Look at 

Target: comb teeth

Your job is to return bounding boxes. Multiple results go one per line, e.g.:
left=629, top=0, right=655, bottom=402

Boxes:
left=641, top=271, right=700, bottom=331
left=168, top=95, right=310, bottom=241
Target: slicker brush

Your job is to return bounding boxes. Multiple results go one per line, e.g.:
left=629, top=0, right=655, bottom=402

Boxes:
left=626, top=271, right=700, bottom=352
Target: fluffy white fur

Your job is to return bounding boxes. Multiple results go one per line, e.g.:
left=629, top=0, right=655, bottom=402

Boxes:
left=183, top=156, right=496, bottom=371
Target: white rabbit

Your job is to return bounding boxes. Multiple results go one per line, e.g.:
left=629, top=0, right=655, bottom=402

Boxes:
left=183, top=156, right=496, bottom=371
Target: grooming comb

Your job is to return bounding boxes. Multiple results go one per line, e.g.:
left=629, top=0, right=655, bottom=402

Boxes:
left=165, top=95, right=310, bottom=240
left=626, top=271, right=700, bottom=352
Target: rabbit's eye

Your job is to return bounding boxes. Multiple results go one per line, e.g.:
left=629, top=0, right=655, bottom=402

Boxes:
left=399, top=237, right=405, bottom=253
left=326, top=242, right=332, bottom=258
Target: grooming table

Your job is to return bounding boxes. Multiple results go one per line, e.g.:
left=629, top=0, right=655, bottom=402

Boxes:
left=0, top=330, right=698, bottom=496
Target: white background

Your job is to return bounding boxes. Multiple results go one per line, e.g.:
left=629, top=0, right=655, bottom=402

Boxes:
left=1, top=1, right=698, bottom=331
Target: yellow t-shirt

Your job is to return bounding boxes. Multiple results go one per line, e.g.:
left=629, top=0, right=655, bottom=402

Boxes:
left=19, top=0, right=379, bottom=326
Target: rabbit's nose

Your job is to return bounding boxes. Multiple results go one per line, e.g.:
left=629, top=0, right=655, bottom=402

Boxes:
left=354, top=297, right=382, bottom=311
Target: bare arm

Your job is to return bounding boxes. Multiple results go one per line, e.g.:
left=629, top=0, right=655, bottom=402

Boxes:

▶ EXERCISE DESCRIPTION
Once you have read the records above, set every one of them down again exactly.

▶ EXERCISE ANSWER
Look at 

Target: comb teeth

Your job is to return bounding boxes. Multiple results go one per line, e.g.:
left=629, top=0, right=655, bottom=402

Boxes:
left=641, top=271, right=700, bottom=331
left=168, top=95, right=310, bottom=241
Target: slicker brush

Your job is to return bounding boxes. Multiple results go one per line, e.g.:
left=629, top=0, right=655, bottom=402

Boxes:
left=626, top=271, right=700, bottom=352
Target: fluffy white fur

Your job is to return bounding boxes. Multiple results go one per line, e.g.:
left=629, top=0, right=655, bottom=402

Boxes:
left=183, top=156, right=496, bottom=371
Target: white rabbit

Your job is to return bounding boxes. Multiple results go one per line, e.g.:
left=629, top=0, right=655, bottom=402

Boxes:
left=183, top=156, right=496, bottom=371
Target: grooming comb

Your job is to return bounding boxes. Multiple results go one per line, e.g.:
left=629, top=0, right=655, bottom=402

Boxes:
left=165, top=95, right=310, bottom=240
left=626, top=271, right=700, bottom=352
Target: rabbit's eye

Your job is to return bounding boxes. Multiple results go one per line, e.g.:
left=629, top=0, right=655, bottom=402

Boxes:
left=399, top=237, right=405, bottom=253
left=326, top=242, right=332, bottom=258
Target: grooming table

Your job is to return bounding boxes. Multiple results go one per line, e.g.:
left=629, top=0, right=655, bottom=402

Boxes:
left=0, top=330, right=698, bottom=496
Target: white background

Your job is to return bounding boxes. Multiple results go one per line, e.g.:
left=629, top=0, right=655, bottom=402

Boxes:
left=1, top=1, right=698, bottom=331
Target: yellow t-shirt

Your job is to return bounding boxes. Multiple results go one per line, e.g.:
left=629, top=0, right=655, bottom=402

Boxes:
left=19, top=0, right=379, bottom=326
Target: rabbit's nose

Your job is to return bounding boxes. Multiple results go one per line, e.g.:
left=629, top=0, right=655, bottom=402

Boxes:
left=354, top=297, right=382, bottom=311
Target: bare arm

Your job is to return bounding boxes. Multiple results go one per line, e.g.:
left=629, top=0, right=655, bottom=402

Boxes:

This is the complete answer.